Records

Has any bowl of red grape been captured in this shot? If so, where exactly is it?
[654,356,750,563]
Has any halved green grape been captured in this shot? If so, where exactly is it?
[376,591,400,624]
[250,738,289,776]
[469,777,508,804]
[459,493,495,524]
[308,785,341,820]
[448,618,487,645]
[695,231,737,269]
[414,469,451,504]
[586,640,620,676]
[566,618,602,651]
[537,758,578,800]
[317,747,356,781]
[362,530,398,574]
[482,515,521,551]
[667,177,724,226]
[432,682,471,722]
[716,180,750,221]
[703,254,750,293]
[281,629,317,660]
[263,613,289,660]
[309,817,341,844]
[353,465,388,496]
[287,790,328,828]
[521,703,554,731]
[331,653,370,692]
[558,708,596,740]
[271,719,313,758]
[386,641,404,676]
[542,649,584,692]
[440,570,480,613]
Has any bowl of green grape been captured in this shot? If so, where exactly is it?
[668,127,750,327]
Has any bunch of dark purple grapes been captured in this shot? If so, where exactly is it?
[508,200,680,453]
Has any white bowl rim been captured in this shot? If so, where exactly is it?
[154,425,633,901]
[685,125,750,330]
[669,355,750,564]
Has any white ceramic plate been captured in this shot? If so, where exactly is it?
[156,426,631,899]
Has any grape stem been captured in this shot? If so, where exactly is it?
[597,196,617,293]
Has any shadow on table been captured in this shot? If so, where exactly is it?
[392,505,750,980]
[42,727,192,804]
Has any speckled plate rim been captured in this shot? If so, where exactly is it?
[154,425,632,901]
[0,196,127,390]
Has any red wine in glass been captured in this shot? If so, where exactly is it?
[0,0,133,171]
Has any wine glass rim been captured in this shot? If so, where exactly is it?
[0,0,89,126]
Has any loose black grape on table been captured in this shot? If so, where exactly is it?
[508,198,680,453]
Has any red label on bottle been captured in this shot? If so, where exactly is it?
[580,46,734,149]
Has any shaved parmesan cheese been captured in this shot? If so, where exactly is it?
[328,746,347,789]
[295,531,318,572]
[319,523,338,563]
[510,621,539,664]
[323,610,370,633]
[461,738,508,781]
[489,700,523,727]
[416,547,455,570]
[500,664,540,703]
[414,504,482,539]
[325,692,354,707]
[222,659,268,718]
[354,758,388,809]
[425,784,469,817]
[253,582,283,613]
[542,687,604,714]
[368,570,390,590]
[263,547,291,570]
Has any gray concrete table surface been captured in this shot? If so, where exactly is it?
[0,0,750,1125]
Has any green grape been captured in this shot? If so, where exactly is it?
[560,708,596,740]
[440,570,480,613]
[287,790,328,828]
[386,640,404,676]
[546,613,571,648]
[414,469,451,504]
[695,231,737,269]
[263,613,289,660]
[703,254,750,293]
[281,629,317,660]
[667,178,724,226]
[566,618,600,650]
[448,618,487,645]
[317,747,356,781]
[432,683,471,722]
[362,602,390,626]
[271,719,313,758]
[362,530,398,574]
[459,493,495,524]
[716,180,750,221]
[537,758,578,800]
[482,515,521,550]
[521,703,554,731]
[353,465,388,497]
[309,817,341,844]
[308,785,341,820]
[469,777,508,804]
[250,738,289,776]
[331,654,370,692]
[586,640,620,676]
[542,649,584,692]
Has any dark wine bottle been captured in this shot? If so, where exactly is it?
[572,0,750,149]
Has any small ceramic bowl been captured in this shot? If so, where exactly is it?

■ TASK TO CARRY OUT: Update all of the records above, replacing "where exactly is it" with "where is it located" wherever it occurs and leaving everything else unchanged.

■ ANSWER FOR THIS EXERCISE:
Has any bowl of red grape been captured in this shot? If so, where is it located?
[654,356,750,563]
Has any halved green grape been captured in this shot? If so, where is it located?
[376,591,400,624]
[250,738,289,776]
[469,777,508,804]
[459,493,495,524]
[308,785,341,820]
[448,618,487,645]
[695,231,737,269]
[414,469,451,504]
[586,640,620,676]
[566,618,602,651]
[537,758,578,800]
[317,747,356,781]
[362,530,398,574]
[482,515,521,551]
[667,177,724,226]
[432,682,471,722]
[716,180,750,221]
[703,254,750,293]
[281,629,317,660]
[263,613,289,660]
[309,817,341,844]
[353,465,388,496]
[287,790,328,828]
[521,703,554,731]
[331,653,370,692]
[558,708,596,740]
[271,719,313,758]
[386,641,404,676]
[542,649,584,692]
[440,570,480,613]
Has any bowl of green grape been captured in this shot? If so, where is it located?
[668,127,750,327]
Has any bunch of dark purple grapes been captured in this shot? If so, where is it located?
[508,200,680,453]
Has any white bowl rim been captured in this shot? If so, where is it located?
[154,425,633,901]
[685,125,750,330]
[669,355,750,564]
Has any white ceramic plate been captured in this shot? If so, where is it located?
[156,426,631,899]
Has any grape stem been captured in this shot? If so, where is it located?
[597,196,617,293]
Has any shadow on table been captured in this shot? If so, where is it located?
[392,505,750,980]
[42,727,192,804]
Has any speckled plate rim been captured in this shot? If so, where is it located?
[154,425,632,901]
[0,196,127,390]
Has any red wine in glass been captured in this shot? If so, where is it located?
[0,0,133,171]
Has any wine glass rim been captured in this shot? If so, where is it located?
[0,0,89,126]
Has any loose black grape on table been captured in this shot? If so, where is it located?
[508,198,680,453]
Has any red label on bottle been captured in this shot? If so, where is it located?
[580,46,734,149]
Has any shaved parmesan cheese been captured in this shot? If so, where is it located?
[328,746,347,789]
[295,531,318,572]
[319,523,338,563]
[510,621,539,664]
[323,610,370,633]
[461,738,508,781]
[489,700,523,727]
[416,547,455,570]
[500,664,540,703]
[414,504,482,539]
[325,692,354,707]
[222,659,268,718]
[354,758,388,809]
[425,784,469,817]
[253,582,283,613]
[542,687,604,714]
[368,570,390,590]
[263,547,291,570]
Has any gray concrete table surface been captured in this shot? If so, where is it located?
[0,0,750,1125]
Has any green grape been captured in this shot? If so, where is it located?
[560,708,596,740]
[440,570,480,613]
[287,790,328,828]
[386,640,404,676]
[546,613,571,648]
[414,469,451,504]
[695,231,737,269]
[263,613,289,660]
[703,254,750,293]
[281,629,317,660]
[667,178,724,226]
[566,618,600,650]
[448,618,487,645]
[317,747,356,781]
[432,683,471,722]
[362,602,390,626]
[271,719,313,758]
[362,530,398,574]
[459,493,495,524]
[716,180,750,221]
[537,758,578,800]
[482,515,521,550]
[521,703,554,731]
[353,465,388,497]
[309,817,341,844]
[308,785,341,820]
[469,777,508,804]
[250,738,289,776]
[331,654,370,692]
[586,640,620,676]
[542,649,584,692]
Has any dark wine bottle been captured in this shot? If so, where is it located?
[572,0,750,149]
Has any small ceramic bowl been captured in this shot? If so, where is it located?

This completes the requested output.